- Exercise data

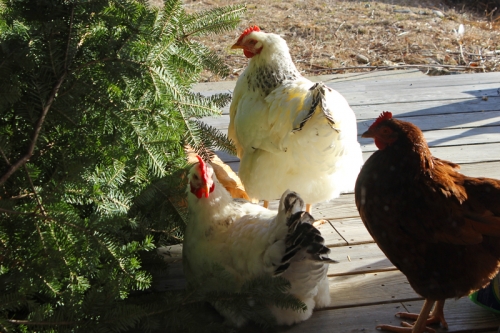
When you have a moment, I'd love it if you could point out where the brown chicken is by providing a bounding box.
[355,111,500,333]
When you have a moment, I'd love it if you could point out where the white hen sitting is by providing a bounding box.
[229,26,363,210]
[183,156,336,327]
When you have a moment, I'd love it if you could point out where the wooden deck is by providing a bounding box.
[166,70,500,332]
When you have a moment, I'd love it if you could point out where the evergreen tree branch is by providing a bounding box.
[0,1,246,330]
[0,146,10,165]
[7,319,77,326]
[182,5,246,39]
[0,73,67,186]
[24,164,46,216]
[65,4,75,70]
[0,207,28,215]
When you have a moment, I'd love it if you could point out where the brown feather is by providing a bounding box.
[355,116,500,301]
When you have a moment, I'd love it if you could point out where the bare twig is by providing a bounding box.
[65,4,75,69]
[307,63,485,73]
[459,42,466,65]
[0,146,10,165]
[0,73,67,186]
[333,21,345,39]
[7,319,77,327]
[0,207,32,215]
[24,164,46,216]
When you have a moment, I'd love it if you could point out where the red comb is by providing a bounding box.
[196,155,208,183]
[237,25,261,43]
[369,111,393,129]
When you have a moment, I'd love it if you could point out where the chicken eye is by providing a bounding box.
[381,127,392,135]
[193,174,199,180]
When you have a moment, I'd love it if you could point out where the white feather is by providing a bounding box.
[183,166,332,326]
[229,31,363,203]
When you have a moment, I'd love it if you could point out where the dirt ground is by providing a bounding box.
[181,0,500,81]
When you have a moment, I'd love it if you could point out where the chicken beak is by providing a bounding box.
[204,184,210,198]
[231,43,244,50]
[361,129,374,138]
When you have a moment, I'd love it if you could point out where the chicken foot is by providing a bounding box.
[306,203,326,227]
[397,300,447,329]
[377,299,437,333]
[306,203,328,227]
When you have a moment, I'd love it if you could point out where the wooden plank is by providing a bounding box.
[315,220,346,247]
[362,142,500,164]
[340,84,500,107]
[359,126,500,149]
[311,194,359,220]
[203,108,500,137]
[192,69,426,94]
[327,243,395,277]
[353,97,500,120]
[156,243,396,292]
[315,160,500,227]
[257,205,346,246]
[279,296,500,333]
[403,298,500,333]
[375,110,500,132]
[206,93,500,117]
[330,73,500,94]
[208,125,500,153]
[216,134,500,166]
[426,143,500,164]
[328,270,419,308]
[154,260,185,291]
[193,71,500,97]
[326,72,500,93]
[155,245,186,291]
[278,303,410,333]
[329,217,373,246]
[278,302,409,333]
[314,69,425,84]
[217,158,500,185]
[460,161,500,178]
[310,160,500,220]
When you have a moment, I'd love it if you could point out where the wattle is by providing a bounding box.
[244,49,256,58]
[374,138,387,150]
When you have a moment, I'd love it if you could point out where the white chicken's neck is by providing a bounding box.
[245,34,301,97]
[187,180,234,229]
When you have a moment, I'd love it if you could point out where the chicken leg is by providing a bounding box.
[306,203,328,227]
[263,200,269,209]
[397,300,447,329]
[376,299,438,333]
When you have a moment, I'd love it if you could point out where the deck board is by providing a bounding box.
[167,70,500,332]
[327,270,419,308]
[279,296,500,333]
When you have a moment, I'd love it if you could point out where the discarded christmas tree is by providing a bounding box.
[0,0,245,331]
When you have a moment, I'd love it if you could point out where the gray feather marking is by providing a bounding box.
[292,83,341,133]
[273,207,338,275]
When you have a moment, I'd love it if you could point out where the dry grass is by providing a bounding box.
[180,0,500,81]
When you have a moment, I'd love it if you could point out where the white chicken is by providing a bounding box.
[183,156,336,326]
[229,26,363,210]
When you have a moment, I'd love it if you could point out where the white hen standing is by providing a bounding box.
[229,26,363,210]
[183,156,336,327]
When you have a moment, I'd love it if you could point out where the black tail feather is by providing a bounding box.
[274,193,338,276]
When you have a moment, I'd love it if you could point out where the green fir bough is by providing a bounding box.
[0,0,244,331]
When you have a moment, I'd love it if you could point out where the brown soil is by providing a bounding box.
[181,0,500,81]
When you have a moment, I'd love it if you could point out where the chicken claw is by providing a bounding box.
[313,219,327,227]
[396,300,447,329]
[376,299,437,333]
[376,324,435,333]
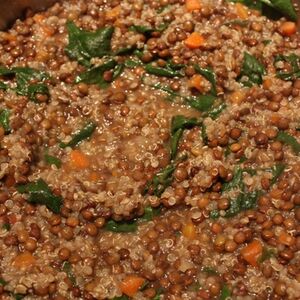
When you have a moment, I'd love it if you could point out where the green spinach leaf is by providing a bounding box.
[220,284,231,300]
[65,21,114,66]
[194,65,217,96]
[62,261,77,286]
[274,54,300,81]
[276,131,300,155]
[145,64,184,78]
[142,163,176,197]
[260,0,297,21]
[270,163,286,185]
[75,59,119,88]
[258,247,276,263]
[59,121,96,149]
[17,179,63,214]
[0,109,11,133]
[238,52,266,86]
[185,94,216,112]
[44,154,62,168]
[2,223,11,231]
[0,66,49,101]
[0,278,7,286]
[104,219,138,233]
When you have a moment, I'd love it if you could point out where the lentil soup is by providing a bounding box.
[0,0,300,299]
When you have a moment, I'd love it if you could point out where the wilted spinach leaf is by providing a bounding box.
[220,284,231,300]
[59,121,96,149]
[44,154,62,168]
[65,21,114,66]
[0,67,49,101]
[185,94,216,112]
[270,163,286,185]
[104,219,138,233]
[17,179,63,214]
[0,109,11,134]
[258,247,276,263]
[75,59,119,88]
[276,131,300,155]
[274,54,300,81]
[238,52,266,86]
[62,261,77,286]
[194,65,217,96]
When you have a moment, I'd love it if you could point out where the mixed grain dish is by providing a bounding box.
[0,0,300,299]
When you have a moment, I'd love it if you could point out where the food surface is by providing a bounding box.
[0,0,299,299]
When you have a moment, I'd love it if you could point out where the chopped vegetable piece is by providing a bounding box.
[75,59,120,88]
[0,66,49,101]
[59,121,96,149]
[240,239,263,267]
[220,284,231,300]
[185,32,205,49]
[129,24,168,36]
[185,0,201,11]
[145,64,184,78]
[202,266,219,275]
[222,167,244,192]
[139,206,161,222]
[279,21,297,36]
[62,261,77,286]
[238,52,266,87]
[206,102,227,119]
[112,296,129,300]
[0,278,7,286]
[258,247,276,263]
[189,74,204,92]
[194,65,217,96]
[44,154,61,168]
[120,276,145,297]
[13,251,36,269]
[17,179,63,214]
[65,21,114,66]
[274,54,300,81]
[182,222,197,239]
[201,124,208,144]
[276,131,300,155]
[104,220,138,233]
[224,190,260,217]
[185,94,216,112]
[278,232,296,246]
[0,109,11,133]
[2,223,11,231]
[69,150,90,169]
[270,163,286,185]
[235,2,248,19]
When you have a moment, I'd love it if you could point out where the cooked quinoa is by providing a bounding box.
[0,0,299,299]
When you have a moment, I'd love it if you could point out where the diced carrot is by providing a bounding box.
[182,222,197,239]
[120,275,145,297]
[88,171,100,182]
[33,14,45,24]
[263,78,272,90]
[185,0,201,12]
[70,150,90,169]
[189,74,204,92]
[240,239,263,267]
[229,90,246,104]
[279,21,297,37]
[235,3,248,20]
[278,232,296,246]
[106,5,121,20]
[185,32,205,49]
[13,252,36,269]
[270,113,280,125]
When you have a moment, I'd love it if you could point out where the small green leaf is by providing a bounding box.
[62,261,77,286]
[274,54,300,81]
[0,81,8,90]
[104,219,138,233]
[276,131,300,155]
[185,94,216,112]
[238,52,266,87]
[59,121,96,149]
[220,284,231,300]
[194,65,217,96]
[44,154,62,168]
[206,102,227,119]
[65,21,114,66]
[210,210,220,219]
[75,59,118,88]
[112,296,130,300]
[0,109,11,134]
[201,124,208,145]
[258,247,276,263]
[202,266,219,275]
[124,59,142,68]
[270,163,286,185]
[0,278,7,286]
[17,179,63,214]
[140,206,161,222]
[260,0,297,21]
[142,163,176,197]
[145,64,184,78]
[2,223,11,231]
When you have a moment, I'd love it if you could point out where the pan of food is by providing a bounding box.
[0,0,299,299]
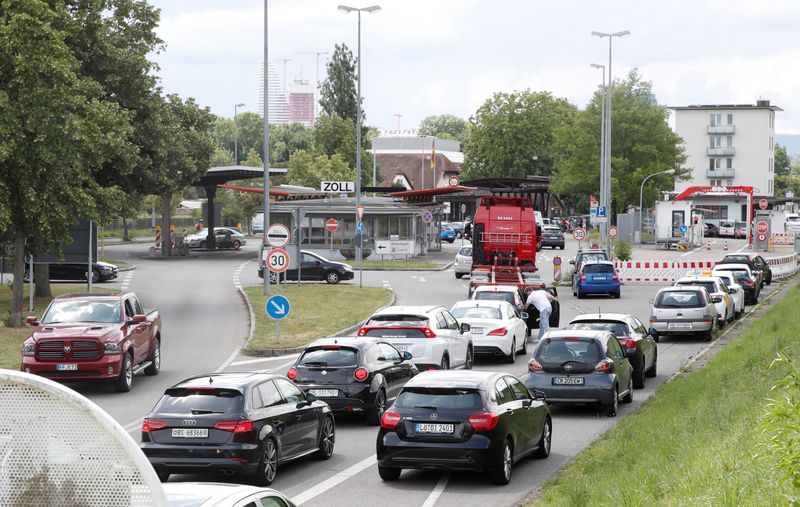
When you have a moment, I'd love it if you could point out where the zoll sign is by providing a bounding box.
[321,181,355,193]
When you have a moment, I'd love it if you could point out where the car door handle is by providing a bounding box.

- Task instructions
In the records above, find the line containing "food is by providing a bounding box.", then write out exactly that line and every later one through the last, omitting pictures.

- Response to this exercise
When you have a moment, I'd love it if you could point out where the pan of food is by providing a bounding box.
[0,0,299,299]
When you have a moment, I'd love it if you could point out where the zoll sign is by providing a bounding box.
[321,181,355,193]
When you have a moment, I'd love it if you could point out where the car door handle is by providing a bounding box.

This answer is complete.